QUESTIONS ON THE MATERIAL
a - Can you reproduce the passage on gender diversity and responsible investing word for word, everything from "Also in the" down to "Financial Conduct Authority."?
b - Do these statements agree with the passage on gender diversity and responsible investing? Answer yes or no for each and quote the deciding words. (i) Activision Blizzard is being sued by California state authorities. (ii) The new NASDAQ rules require at least two women on the board. (iii) Equileap's survey covered 3,700 listed companies.
c - Extend the passage on gender diversity and responsible investing, starting after its final sentence.

### TEXT SECTION

Sustainable and Responsible Investing
The scandal facing Activision Blizzard since last July has not gone unnoticed, even by responsible investors. The video game company, famous for Warcraft and Call of Duty, is being sued by California state authorities for repeated acts of sexual harassment and wage discrimination against female employees. The Federal Securities and Exchange Commission (SEC) has subsequently also looked into the matter. The alleged offences are particularly appalling as they have been repeated over a period of several years, reflecting a toxic corporate environment encouraged at the highest level (“frat boy culture”), according to the initial investigations. In addition to a rapidly tarnished reputation, the scandal has cost the company its head, together with a 15% drop in share price in a matter of days, an internal revolt and financial penalties that have yet to come.
Also in the summer of 2021, the same SEC announced new regulations for the 3,000 technology companies listed on NASDAQ. At least one woman is now required to sit on the board, along with another member representing minorities (racial or LGBTQ). Should companies fail to meet this target, they are obliged to communicate the reasons why. A previous NASDAQ survey found that 75% of all listed companies failed to meet this diversity target at all in 2021. The predominance of white men in top management is of equal concern to other bodies such as the Bank of England and the UK Financial Conduct Authority.
Both of these two short stories respectively highlight a bleak picture of the situation, but also a growing awareness of society as part of the “#Me Too” movement.
According to the 2020* WEF Global Gender Gap Report, it would take another 100 years to achieve gender equality in the corporate world, based on current dynamics. COVID-19 slowed progress that was gradually taking shape before the pandemic, with women over-represented in the sectors that suffered most from the crisis. Equileap, an organisation that specialises in gender analysis for investors, found that, in a survey of 3,700 listed companies worldwide**, women hold only a quarter of the seats on boards of directors. A (small) increase compared to previous decades. Switzerland is just about average in the world with 25% of the board and 10% of management bodies, which is less than many European countries, some of whom being subject to regulation. The picture is even bleaker when we look at the persistence of pay inequalities, the lack of anti-discrimination policies and measures to promote work-life balance.

######
### DATASET CONTENT

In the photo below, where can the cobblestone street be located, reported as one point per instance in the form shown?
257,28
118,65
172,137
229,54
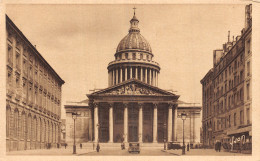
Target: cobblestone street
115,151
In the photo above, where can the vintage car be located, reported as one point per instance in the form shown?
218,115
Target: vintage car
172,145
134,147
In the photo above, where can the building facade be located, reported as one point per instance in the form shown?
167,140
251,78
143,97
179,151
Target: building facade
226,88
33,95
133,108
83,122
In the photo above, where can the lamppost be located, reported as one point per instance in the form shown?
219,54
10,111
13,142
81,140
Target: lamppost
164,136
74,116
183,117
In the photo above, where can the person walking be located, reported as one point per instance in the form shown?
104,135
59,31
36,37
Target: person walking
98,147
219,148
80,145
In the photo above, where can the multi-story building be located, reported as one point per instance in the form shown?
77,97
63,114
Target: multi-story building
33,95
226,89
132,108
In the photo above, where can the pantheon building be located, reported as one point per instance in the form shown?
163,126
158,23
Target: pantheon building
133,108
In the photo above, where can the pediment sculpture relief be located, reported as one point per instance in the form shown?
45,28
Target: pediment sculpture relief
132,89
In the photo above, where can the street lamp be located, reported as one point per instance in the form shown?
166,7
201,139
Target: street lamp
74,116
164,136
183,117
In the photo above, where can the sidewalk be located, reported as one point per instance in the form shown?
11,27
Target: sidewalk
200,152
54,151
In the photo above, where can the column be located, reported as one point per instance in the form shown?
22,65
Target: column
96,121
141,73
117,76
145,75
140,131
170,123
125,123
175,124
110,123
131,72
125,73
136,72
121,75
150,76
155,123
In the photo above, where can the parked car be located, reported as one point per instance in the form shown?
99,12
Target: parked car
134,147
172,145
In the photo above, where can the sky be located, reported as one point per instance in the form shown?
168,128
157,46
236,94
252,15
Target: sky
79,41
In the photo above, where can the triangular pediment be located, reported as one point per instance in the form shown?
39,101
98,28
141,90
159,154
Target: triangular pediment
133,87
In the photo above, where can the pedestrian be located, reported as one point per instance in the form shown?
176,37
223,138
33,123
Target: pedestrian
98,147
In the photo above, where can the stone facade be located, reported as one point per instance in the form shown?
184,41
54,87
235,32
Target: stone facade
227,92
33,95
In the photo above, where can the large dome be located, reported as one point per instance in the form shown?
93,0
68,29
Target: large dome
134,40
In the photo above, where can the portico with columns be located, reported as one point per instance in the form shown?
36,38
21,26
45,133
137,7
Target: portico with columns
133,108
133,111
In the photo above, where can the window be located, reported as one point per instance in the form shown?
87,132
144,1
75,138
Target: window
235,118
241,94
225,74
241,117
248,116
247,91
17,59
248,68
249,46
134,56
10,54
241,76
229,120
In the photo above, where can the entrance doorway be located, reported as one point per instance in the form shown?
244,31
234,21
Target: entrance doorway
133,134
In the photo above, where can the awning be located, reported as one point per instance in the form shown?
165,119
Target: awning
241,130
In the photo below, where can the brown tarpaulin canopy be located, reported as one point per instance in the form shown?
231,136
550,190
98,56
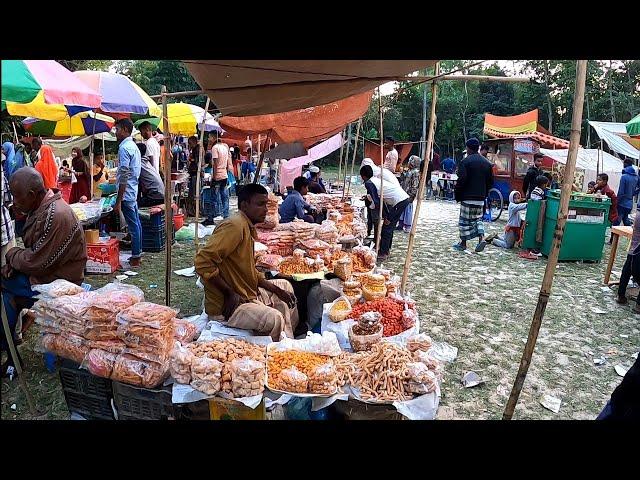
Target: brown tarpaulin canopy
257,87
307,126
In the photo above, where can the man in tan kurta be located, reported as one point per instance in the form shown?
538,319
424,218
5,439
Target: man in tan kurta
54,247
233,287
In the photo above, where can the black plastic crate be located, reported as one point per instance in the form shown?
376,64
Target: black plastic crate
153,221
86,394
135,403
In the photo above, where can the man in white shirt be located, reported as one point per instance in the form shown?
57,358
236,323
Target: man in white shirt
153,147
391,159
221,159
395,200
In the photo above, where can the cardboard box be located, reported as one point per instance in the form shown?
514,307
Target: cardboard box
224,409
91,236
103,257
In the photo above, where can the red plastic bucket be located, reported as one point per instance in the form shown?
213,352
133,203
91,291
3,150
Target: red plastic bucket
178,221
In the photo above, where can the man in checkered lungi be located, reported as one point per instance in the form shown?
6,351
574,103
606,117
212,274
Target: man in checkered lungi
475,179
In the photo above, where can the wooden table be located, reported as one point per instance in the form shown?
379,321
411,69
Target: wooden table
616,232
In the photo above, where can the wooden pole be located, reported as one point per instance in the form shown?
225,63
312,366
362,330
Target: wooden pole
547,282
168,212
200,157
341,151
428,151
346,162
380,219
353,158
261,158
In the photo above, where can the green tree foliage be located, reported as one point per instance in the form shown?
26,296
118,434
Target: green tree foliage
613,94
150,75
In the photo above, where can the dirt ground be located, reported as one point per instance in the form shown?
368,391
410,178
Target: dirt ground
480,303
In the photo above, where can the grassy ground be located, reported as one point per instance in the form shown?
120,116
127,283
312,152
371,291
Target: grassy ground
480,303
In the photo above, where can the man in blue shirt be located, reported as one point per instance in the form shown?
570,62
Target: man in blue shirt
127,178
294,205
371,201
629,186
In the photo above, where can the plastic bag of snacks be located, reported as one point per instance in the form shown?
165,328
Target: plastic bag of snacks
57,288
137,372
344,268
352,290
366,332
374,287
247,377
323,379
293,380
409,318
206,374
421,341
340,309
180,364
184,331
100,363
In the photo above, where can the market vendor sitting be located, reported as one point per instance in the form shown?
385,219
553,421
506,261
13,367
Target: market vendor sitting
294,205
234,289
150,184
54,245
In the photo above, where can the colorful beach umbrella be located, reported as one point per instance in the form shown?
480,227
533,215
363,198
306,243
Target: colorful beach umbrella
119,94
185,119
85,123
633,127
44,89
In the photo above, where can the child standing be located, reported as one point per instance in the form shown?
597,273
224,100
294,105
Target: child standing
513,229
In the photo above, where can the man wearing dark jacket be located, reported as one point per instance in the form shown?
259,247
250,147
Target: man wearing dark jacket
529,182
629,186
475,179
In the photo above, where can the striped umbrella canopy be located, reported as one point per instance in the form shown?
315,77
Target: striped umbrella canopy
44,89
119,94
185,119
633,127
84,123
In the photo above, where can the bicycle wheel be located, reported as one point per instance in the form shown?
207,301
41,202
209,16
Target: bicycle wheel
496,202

######

ANSWERS FOR THE TASKS
a -
Also in the summer of 2021, the same SEC announced new regulations for the 3,000 technology companies listed on NASDAQ. At least one woman is now required to sit on the board, along with another member representing minorities (racial or LGBTQ). Should companies fail to meet this target, they are obliged to communicate the reasons why. A previous NASDAQ survey found that 75% of all listed companies failed to meet this diversity target at all in 2021. The predominance of white men in top management is of equal concern to other bodies such as the Bank of England and the UK Financial Conduct Authority.

b -
(i) Yes: "is being sued by California state authorities"
(ii) No: "At least one woman is now required to sit on the board"
(iii) Yes: "in a survey of 3,700 listed companies worldwide"

c -
* World Economic Forum (2020), Global Gender Gap Report 2020
As with many other prominent ESG issues, the response of responsible investors is a mix of sustainability convictions and pragmatism. Beyond the ethical values of inclusion and diversity closely associated with ESG, the interest of sustainable finance in these areas lies in the fact that their promotion contributes to the health of their portfolios. A 2020 McKinsey study of 1,000 listed companies worldwide clearly establishes the link between diversity and financial performance: companies in the upper quartile of gender diversity are 28% more likely to achieve superior financial results than their peers (25% for companies with a female executive committee). ***
In 2019, the product offering (equity and fixed income funds), with a strong focus on gender, reached a record high of USD 2.4 billion. In line with growing demand from institutional and private investors, ESG research, which is used to create these tools, has developed considerably in recent years. Key diversity and inclusion issues are measured and assessed in detail by the companies themselves in their CSR reports or in ESG data provided by specialised agencies: equal pay, diversity among employees, working conditions and work-life balance, percentage of women in leadership positions, etc. Indices of leading companies on these issues have been created by specialised organisations, such as the Solar Equileap Global Gender Equality 100 Leaders. These indices are used both for individual stock selection of pioneering companies such as NVIDIA, L’Oréal or Diageo, but are also replicated by several passive funds (ETFs) such as the UBS ETF Global Gender Equality.
In 2015, the New York Times concluded that “fewer large companies in the United States are run by women than by men called John”. Fortunately, the situation has since moved in the right direction, if only in this area.